TASK GOAL. Reproduce every line of the records below, requests included, but add 39 to each number in the answer coordinates. Omit the pictures from your answer.

Source records

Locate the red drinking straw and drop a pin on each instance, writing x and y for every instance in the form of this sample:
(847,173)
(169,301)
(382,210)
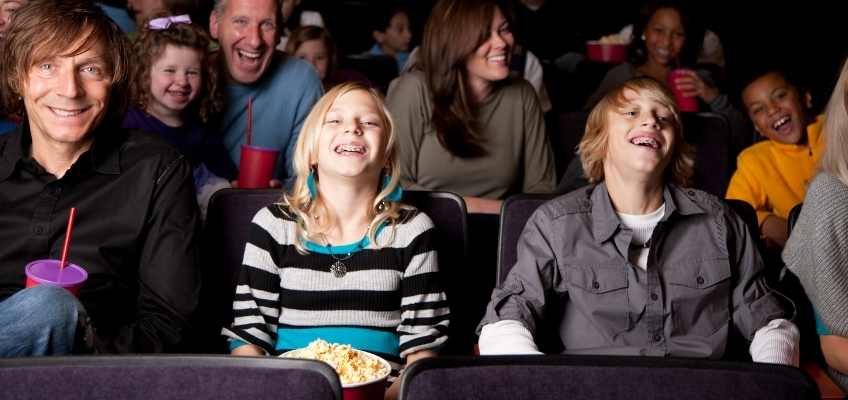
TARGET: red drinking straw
(249,120)
(68,238)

TASK ANSWER.
Locate the red drinking straw and drop a pin on each instance, writing x and y for every instance in the form of this sample:
(847,173)
(169,301)
(382,210)
TARGET: red drinking straw
(288,159)
(107,277)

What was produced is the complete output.